Testez votre compréhension:
1. Recopiez le passage du récit de la naissance de Laetitia qui va de « J’avais plusieurs prénoms » jusqu’à « arriverais le 10. » inclus.
2. Écrivez la suite du récit de la naissance de Laetitia, en partant de sa dernière phrase.
____ Texte fourni
C’est comme ça que je t’ai appelé depuis ta naissance jusqu’à longtemps, longtemps plus tard. Tu as oublié une partie de ton enfance, donc tu as du oublier cela aussi.

Marraine disait tout le temps que je n’aurais pas du t’appeler Laetitia mais Prune ou Prunelle.

Tu es la prunelle de mes yeux et seul ce mot pouvait te qualifier et t’appeler en même temps.

Ton accouchement a été le plus bel accouchement qu’une mère puisse avoir. Et pourtant j’ai eu 5 enfants.

Tu es voulue, avant de t’avoir faite je t’aimais déjà et j’étais sûre que tu serais une fille.

J’avais plusieurs prénoms en vue, mais à part Laetitia, aucun ne convenait à papa et à moi.
Alors tu t’es appelée Laetitia.

C’est en allant à la poste que j’ai eu un flash en regardant le calendrier « Lundi 9 avril » et je me suis dit « Elle naîtra aujourd’hui ». Je suis sortie et j’ai eu des contractions légères. Très légères par rapport à mon accouchement précédent, qui lorsqu’elles étaient à ce stade, ton frère n’est né que deux jours plus tard. Et pourtant, j’étais sûre que tu arriverais ce jour-là.

Je suis passée devant chez marraine où j’ai trouvé ton futur parrain et John. J’ai dit que je sentais que j’allais accoucher et je leur ai demandé de garder vite Xavier.

Papa m’a conduite à l’hôpital. Il faisait beau. On était le matin. On m’a examiné et dit qu’effectivement il y avait des chances pour que tu naisses dans la nuit ou demain. Pour eux tu arriverais le 10.
________
____ Données enregistrées
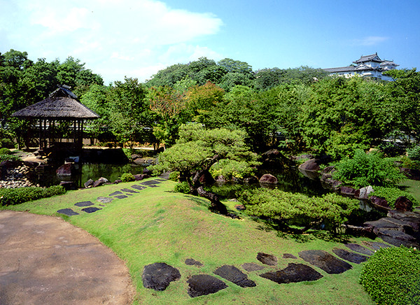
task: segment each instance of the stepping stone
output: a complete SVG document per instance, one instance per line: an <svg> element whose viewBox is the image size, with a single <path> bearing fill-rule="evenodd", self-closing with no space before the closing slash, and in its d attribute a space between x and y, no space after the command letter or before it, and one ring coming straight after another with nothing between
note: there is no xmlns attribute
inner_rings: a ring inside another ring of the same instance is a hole
<svg viewBox="0 0 420 305"><path fill-rule="evenodd" d="M387 245L386 243L379 243L377 241L363 241L362 243L368 246L369 248L372 248L373 250L379 250L381 248L391 248L392 246Z"/></svg>
<svg viewBox="0 0 420 305"><path fill-rule="evenodd" d="M109 194L109 196L116 196L116 195L122 195L122 192L116 191L116 192L114 192L113 193L111 193Z"/></svg>
<svg viewBox="0 0 420 305"><path fill-rule="evenodd" d="M94 213L94 212L96 212L97 211L99 211L99 210L102 210L102 208L95 208L94 206L82 208L82 211L83 212L86 212L86 213Z"/></svg>
<svg viewBox="0 0 420 305"><path fill-rule="evenodd" d="M64 214L67 216L74 216L75 215L79 215L78 213L75 212L71 208L62 208L61 210L58 210L57 213L59 213L60 214Z"/></svg>
<svg viewBox="0 0 420 305"><path fill-rule="evenodd" d="M262 264L267 264L269 266L276 266L277 264L277 257L271 254L266 254L259 252L257 255L257 260L261 262Z"/></svg>
<svg viewBox="0 0 420 305"><path fill-rule="evenodd" d="M260 276L279 284L319 280L323 275L312 267L303 264L290 263L287 267L276 272L267 272Z"/></svg>
<svg viewBox="0 0 420 305"><path fill-rule="evenodd" d="M188 264L189 266L198 266L198 267L203 266L203 264L200 262L193 260L192 258L187 258L186 260L186 264Z"/></svg>
<svg viewBox="0 0 420 305"><path fill-rule="evenodd" d="M342 274L351 269L351 265L322 250L307 250L299 253L303 260L321 268L330 274Z"/></svg>
<svg viewBox="0 0 420 305"><path fill-rule="evenodd" d="M293 258L293 260L298 260L298 257L290 253L284 253L283 255L283 258Z"/></svg>
<svg viewBox="0 0 420 305"><path fill-rule="evenodd" d="M159 184L159 183L160 183L160 182L157 181L155 180L150 180L150 181L142 182L140 184L142 184L143 185L151 185Z"/></svg>
<svg viewBox="0 0 420 305"><path fill-rule="evenodd" d="M74 204L74 205L76 206L93 206L93 202L92 202L92 201L81 201L81 202L77 202L77 203Z"/></svg>
<svg viewBox="0 0 420 305"><path fill-rule="evenodd" d="M358 245L357 243L345 243L344 246L349 248L350 250L364 254L365 255L370 256L373 254L373 251L372 250L367 249L365 247L362 247L360 245Z"/></svg>
<svg viewBox="0 0 420 305"><path fill-rule="evenodd" d="M136 190L144 190L146 188L145 186L137 185L136 184L132 185L132 187L135 188Z"/></svg>
<svg viewBox="0 0 420 305"><path fill-rule="evenodd" d="M143 285L146 288L162 291L167 289L171 282L181 278L179 271L164 262L144 266L143 269Z"/></svg>
<svg viewBox="0 0 420 305"><path fill-rule="evenodd" d="M99 197L97 200L99 202L102 202L102 204L109 204L111 201L112 201L114 199L113 198L109 198L109 197Z"/></svg>
<svg viewBox="0 0 420 305"><path fill-rule="evenodd" d="M121 189L121 191L122 192L126 192L127 193L138 193L139 192L137 191L134 191L134 190L130 190L129 188L122 188L122 189Z"/></svg>
<svg viewBox="0 0 420 305"><path fill-rule="evenodd" d="M360 262L366 262L366 260L368 260L369 258L368 256L355 253L354 252L347 251L344 249L339 249L337 248L332 249L332 252L340 258L342 258L347 262L351 262L356 264L360 264Z"/></svg>
<svg viewBox="0 0 420 305"><path fill-rule="evenodd" d="M188 295L191 297L216 293L227 285L222 281L207 274L197 274L191 276L187 281L188 283Z"/></svg>
<svg viewBox="0 0 420 305"><path fill-rule="evenodd" d="M242 268L244 268L244 269L245 269L245 271L247 271L248 272L251 272L251 271L258 271L260 270L262 270L264 268L265 268L264 266L261 266L258 264L255 264L254 262L246 262L244 264L242 264L241 265L241 267Z"/></svg>
<svg viewBox="0 0 420 305"><path fill-rule="evenodd" d="M234 266L222 266L216 269L214 274L242 288L246 287L255 287L257 285L253 281L251 281L248 278L246 274L244 274Z"/></svg>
________
Réponses successives:
1.
J’avais plusieurs prénoms en vue, mais à part Laetitia, aucun ne convenait à papa et à moi.
Alors tu t’es appelée Laetitia.

C’est en allant à la poste que j’ai eu un flash en regardant le calendrier « Lundi 9 avril » et je me suis dit « Elle naîtra aujourd’hui ». Je suis sortie et j’ai eu des contractions légères. Très légères par rapport à mon accouchement précédent, qui lorsqu’elles étaient à ce stade, ton frère n’est né que deux jours plus tard. Et pourtant, j’étais sûre que tu arriverais ce jour-là.

Je suis passée devant chez marraine où j’ai trouvé ton futur parrain et John. J’ai dit que je sentais que j’allais accoucher et je leur ai demandé de garder vite Xavier.

Papa m’a conduite à l’hôpital. Il faisait beau. On était le matin. On m’a examiné et dit qu’effectivement il y avait des chances pour que tu naisses dans la nuit ou demain. Pour eux tu arriverais le 10.

2.
On m’a placée dans une chambre de travail où une adorable élève infirmière a veillé sur moi et sur le monitoring qui montrait tes pulsations cardiaques. Elle m’a rafraîchie, rassurée, demandé si je voulais une péridurale. Je voulais refuser. Cela ne s’était pas bien passé avec ton frère. Ni pour lui, ni pour moi. Je ne voulais pas que tu souffres. J’avais peur de souffrir au point de préférer d’abord refuser la péridurale. Mais la gentille élève infirmière m’a dit qu’en trois ans, la médecine avait fait des progrès. Elle a amené un anesthésiste patient, pas comme celui qui m’avait endormie lors de la naissance de Xavier. Lui aussi m’a expliqué que la médecine avait évolué, qu’il serait très doux, très respectueux et que si je faisais exactement ce qu’il me demandait de faire, je ne souffrirais pas. Juste le temps d’entrer l’aiguille.

J’ai finalement choisi de leur faire confiance et j’ai bien fait.

Je n’ai même pas senti l’aiguille pénétrer dans la colonne.

La douleur des contractions s’est directement arrêtée.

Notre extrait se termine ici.